=== What is needed ===
Render the items as a two-column CSV with the column names text and answer, one row per item, with each field in quotation marks and its line breaks replaced by spaces. Begin at the line that has "segment the wall" and stop after the line that has "[[[199,13],[199,0],[180,4],[180,10]]]", covering only those items.

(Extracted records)
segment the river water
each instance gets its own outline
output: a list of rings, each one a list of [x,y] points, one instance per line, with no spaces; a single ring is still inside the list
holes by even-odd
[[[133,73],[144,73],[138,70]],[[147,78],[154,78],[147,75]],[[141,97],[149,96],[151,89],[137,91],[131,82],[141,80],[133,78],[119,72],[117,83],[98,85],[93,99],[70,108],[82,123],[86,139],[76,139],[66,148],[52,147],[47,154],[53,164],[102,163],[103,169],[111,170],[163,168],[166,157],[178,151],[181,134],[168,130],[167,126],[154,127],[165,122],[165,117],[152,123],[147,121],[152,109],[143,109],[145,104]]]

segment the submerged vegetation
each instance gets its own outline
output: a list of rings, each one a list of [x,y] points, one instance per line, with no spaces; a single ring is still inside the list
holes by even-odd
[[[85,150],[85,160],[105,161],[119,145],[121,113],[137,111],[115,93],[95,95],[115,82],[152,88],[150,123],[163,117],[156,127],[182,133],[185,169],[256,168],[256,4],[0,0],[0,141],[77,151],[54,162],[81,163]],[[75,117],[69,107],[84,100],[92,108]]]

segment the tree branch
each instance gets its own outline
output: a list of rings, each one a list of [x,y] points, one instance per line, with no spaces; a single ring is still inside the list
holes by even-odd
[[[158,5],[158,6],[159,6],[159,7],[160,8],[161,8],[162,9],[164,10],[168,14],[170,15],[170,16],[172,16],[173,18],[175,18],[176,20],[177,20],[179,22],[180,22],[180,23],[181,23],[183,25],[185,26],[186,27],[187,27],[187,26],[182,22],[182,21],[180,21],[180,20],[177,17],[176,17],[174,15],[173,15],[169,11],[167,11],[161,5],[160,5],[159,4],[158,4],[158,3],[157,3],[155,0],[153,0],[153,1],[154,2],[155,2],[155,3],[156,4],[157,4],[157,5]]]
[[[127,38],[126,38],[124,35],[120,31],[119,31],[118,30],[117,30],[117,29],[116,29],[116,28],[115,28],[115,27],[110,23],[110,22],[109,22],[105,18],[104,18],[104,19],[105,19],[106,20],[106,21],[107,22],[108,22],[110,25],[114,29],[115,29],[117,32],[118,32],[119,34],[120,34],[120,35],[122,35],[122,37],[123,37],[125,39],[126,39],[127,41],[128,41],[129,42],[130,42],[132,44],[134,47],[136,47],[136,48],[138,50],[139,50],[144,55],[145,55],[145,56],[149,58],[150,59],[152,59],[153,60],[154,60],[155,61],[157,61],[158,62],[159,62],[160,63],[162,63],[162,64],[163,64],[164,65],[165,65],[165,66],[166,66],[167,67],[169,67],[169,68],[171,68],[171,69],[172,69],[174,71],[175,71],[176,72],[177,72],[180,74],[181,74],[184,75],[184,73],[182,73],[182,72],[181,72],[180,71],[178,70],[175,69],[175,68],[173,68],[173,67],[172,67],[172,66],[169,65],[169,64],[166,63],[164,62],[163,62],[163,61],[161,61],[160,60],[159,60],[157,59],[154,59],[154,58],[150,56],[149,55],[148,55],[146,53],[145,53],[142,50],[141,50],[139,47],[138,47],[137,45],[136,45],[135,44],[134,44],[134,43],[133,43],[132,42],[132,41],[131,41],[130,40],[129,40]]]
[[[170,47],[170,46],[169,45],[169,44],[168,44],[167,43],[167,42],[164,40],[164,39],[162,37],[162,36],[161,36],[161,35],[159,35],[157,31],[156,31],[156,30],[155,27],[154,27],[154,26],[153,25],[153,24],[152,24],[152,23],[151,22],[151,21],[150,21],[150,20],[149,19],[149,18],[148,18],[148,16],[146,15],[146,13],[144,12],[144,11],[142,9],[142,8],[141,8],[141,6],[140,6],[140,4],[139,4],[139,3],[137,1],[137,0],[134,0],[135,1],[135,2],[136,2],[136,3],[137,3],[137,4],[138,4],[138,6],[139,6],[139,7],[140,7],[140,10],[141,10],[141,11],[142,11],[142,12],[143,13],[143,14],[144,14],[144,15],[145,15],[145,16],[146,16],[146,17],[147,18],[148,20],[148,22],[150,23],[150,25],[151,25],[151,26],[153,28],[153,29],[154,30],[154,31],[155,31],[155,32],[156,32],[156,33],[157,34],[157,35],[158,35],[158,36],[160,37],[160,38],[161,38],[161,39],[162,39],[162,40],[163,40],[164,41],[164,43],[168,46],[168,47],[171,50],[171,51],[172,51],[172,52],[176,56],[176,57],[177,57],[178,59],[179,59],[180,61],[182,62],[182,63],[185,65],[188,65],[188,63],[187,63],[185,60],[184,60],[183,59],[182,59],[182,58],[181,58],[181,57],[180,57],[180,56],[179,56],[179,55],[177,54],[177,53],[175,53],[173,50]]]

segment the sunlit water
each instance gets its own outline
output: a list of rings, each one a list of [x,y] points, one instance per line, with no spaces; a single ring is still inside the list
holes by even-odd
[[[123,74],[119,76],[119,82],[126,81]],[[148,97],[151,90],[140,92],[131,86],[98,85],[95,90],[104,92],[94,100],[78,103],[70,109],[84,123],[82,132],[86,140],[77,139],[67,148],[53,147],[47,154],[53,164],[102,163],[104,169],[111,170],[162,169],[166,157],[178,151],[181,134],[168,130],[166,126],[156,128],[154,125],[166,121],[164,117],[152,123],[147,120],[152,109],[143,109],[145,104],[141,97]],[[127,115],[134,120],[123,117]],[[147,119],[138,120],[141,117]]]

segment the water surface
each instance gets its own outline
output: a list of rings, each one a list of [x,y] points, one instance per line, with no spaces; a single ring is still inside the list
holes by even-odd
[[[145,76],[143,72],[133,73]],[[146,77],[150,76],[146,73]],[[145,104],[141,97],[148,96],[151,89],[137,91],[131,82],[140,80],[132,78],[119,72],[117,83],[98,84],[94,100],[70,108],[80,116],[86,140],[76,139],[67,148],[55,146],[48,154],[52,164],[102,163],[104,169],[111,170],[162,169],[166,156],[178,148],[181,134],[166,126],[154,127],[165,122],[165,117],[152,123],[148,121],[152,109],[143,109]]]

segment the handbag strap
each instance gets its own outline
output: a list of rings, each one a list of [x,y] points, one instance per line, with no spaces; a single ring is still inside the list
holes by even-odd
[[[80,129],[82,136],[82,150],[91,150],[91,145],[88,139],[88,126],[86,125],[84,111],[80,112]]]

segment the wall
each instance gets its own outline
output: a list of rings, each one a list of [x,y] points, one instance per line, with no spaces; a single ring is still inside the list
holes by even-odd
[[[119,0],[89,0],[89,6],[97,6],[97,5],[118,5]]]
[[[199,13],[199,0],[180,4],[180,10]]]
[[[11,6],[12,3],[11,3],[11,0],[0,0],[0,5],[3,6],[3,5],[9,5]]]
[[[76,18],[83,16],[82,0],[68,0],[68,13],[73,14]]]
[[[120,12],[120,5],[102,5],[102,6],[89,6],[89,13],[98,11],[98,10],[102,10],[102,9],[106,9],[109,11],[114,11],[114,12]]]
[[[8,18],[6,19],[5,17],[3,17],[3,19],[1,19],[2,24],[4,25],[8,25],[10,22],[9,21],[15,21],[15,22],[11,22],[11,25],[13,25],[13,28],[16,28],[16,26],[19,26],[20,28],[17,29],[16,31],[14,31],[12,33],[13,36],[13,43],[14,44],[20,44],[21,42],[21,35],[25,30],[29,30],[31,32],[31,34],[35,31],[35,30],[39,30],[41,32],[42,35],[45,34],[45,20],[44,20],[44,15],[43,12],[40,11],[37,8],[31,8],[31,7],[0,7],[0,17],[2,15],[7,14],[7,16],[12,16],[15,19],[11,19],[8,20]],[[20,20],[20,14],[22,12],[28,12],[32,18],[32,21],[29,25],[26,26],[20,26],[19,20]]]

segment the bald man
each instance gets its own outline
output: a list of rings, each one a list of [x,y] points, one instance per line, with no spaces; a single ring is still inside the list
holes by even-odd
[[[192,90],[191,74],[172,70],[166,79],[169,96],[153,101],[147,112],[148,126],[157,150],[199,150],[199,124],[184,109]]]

=== Exercise output ===
text,answer
"segment the wall each instance gets its own outline output: a list of rings, each one a list of [x,y] points, one instance per line, with no spaces; a single ring is still inside the list holes by even-odd","[[[119,0],[89,0],[89,6],[97,6],[97,5],[118,5]]] [[[199,13],[199,0],[180,4],[180,10]]]"